**Exercise instructions:** Write out again each line of the material below, unchanged, from the first one to the line that holds "box: [198, 109, 223, 188]".

<<<<

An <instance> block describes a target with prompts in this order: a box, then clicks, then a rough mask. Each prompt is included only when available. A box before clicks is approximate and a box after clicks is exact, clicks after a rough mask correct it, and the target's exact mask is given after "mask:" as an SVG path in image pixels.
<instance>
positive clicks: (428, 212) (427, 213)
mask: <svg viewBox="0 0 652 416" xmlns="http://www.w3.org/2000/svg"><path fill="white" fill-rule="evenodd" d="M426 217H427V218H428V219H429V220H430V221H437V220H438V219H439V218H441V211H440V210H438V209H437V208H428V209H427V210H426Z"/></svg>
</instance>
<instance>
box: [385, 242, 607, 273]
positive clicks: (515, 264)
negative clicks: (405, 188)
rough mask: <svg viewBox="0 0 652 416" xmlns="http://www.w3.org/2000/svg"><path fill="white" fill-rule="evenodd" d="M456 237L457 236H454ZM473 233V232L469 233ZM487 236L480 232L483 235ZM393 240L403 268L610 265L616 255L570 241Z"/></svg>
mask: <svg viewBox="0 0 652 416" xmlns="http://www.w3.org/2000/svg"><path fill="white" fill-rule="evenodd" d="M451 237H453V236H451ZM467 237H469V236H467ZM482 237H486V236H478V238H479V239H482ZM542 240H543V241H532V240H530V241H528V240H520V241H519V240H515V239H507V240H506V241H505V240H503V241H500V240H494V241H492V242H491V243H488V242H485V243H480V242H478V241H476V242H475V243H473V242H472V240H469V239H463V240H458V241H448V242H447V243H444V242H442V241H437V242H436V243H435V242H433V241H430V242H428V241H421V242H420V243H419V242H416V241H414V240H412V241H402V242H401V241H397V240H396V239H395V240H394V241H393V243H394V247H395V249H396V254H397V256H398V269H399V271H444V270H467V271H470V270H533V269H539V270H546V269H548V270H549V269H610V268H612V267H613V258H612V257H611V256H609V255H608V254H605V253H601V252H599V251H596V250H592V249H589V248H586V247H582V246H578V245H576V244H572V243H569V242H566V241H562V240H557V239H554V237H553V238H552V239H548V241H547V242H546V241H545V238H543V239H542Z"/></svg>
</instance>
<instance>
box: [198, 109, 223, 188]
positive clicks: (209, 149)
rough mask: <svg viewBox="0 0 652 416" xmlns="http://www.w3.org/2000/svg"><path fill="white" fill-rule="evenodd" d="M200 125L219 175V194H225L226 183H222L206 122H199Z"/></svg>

>>>>

**Answer for the task:**
An <instance> block describes a target with prompts in this order: a box, then clicks, then a rough mask. Each prompt is included only when available. A box before clicks is approximate and a box after clicks is exact, clicks after a rough mask correct it, and the target's exact mask is given after "mask:" as an SVG path in image pixels.
<instance>
positive clicks: (428, 212) (427, 213)
mask: <svg viewBox="0 0 652 416" xmlns="http://www.w3.org/2000/svg"><path fill="white" fill-rule="evenodd" d="M426 217H427V218H428V219H429V220H430V221H437V220H438V219H439V218H441V211H440V210H438V209H437V208H428V209H427V210H426Z"/></svg>
</instance>
<instance>
box: [385, 242, 607, 273]
positive clicks: (515, 264)
negative clicks: (405, 188)
rough mask: <svg viewBox="0 0 652 416" xmlns="http://www.w3.org/2000/svg"><path fill="white" fill-rule="evenodd" d="M456 237L457 236H454ZM473 233V232L469 233ZM487 236L480 232L483 235ZM393 240L403 268L610 265L616 255L570 241Z"/></svg>
mask: <svg viewBox="0 0 652 416" xmlns="http://www.w3.org/2000/svg"><path fill="white" fill-rule="evenodd" d="M451 237H453V236H451ZM467 237H469V236H467ZM482 237H486V236H478V238H479V239H482ZM542 240H543V241H532V240H530V241H528V240H520V241H519V240H515V239H507V240H506V241H505V240H503V241H500V240H494V241H492V242H491V243H488V242H485V243H480V242H478V241H476V242H475V243H473V242H472V240H469V239H463V240H458V241H448V242H447V243H444V242H442V241H437V242H436V243H435V242H433V241H430V242H428V241H421V242H420V243H419V242H416V241H414V240H412V241H402V242H401V241H397V240H396V239H395V240H394V241H393V243H394V247H395V249H396V254H397V256H398V269H399V271H444V270H467V271H470V270H533V269H539V270H546V269H548V270H549V269H610V268H612V267H613V258H612V257H611V256H609V255H608V254H605V253H601V252H599V251H596V250H592V249H589V248H586V247H582V246H578V245H576V244H572V243H569V242H566V241H562V240H557V239H554V237H553V238H552V239H548V241H547V242H546V241H545V238H543V239H542Z"/></svg>
</instance>
<instance>
box: [198, 109, 223, 188]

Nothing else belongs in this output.